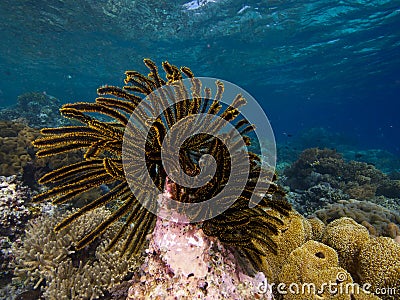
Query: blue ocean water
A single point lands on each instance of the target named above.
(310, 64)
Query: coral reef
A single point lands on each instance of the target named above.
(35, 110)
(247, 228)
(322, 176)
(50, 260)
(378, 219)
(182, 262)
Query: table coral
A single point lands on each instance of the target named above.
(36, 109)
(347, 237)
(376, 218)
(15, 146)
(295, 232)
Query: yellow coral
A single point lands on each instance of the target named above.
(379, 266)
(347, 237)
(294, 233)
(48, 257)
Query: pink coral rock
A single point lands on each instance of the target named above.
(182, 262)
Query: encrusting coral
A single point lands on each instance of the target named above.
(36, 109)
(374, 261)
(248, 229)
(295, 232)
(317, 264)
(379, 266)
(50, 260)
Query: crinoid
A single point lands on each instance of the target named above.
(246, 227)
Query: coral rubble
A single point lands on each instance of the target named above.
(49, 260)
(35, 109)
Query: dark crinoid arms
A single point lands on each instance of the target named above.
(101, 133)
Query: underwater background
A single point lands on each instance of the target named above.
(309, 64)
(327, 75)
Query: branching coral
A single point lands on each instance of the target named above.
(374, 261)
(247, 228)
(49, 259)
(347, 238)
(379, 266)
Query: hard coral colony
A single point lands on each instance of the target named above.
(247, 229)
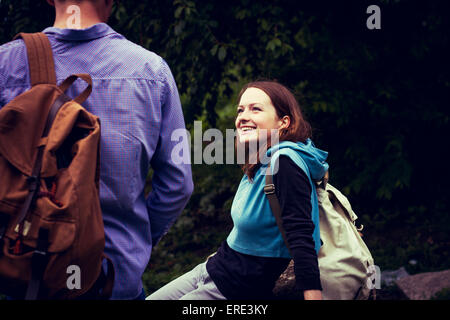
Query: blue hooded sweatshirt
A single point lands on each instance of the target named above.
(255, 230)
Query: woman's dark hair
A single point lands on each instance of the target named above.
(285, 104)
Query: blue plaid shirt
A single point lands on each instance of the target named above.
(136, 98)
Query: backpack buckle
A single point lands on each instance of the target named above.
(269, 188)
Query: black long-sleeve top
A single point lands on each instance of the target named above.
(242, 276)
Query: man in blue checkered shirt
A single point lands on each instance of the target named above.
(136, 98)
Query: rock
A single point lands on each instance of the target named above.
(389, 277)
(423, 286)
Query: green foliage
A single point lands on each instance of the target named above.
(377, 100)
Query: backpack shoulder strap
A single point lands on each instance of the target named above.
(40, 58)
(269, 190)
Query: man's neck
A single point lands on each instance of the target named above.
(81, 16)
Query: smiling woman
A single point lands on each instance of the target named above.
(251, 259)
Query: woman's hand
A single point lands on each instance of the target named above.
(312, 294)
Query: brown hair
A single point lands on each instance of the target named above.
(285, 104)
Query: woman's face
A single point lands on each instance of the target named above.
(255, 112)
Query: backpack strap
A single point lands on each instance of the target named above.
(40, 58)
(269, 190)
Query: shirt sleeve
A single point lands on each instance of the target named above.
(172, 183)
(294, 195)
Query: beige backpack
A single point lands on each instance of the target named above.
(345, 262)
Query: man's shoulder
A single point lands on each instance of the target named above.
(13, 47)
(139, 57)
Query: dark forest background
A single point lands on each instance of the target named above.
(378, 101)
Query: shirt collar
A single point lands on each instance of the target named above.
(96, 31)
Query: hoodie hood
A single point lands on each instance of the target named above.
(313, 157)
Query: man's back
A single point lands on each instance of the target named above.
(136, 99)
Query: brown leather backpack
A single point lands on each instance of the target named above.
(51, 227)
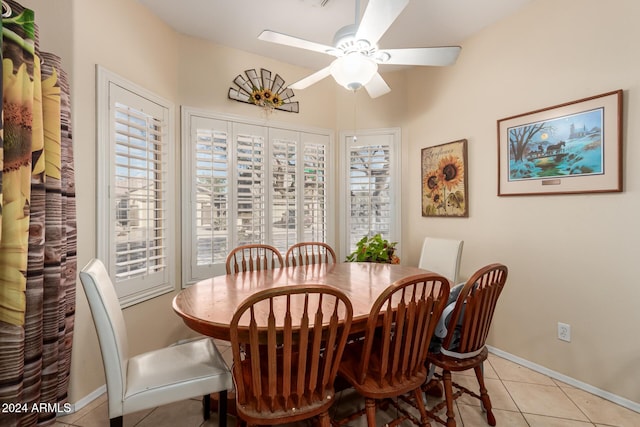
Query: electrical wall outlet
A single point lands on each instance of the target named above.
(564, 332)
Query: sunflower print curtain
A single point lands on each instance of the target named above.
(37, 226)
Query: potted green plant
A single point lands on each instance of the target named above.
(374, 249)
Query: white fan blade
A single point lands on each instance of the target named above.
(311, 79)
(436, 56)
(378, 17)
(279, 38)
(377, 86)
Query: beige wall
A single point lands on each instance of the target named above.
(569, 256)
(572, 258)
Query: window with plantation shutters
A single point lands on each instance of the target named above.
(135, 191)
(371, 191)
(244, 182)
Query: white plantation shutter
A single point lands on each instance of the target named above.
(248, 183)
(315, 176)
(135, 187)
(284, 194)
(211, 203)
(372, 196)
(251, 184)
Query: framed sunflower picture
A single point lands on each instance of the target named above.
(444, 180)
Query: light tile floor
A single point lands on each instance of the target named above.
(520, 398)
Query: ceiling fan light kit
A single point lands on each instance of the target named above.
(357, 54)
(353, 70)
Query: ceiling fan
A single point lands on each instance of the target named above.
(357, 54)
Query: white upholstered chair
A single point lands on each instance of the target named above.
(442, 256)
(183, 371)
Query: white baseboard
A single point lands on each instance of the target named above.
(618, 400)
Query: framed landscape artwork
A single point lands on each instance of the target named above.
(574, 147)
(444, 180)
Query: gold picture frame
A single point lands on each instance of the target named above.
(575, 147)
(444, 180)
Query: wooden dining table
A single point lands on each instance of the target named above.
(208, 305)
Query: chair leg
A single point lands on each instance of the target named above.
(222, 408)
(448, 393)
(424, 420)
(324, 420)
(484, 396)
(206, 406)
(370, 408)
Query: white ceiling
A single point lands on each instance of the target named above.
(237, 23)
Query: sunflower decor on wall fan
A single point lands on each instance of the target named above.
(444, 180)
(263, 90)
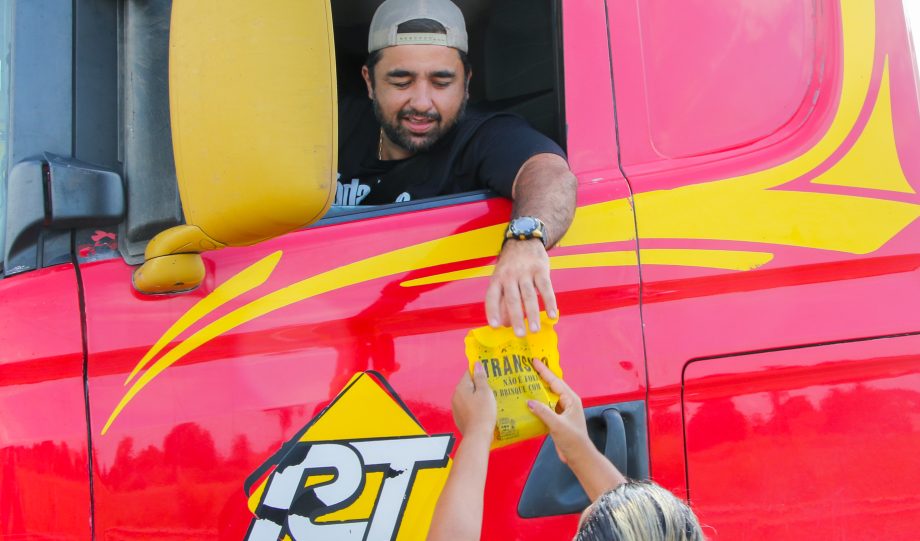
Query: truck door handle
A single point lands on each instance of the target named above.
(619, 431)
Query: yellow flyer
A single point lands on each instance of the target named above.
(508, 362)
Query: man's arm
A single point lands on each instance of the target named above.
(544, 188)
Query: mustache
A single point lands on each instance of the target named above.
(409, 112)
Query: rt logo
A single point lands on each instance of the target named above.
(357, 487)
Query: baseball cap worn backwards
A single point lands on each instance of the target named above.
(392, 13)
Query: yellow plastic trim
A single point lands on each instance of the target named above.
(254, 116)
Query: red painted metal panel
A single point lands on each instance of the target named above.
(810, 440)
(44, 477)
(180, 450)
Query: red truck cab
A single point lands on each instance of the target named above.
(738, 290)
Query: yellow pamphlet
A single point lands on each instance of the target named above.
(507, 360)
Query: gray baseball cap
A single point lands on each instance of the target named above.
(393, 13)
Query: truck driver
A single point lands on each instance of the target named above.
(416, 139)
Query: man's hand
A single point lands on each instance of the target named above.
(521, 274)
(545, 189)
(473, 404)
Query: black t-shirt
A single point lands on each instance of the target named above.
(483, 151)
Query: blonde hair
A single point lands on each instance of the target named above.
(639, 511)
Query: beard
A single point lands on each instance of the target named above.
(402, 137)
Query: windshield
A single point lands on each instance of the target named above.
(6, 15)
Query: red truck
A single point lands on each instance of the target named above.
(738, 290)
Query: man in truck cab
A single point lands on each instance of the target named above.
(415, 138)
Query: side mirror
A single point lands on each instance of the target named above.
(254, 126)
◇ ◇ ◇
PROBLEM DESCRIPTION: Only those lines of the entries above that run from the line containing "Query: red truck cab" to the line containing "Query: man's hand", both included, should be transcribed exactly.

RESPONSE TO THIS TASK:
Query: red truck cab
A single point lands on each instance of the target named above.
(738, 290)
Query: yellow pamphlet
A single point lands on each instance of the target named above.
(507, 360)
Query: gray baseball cap
A single point lands on each instance of the target named above.
(393, 13)
Query: truck driver
A single point lands on each instance of the target named above.
(416, 139)
Query: man's hand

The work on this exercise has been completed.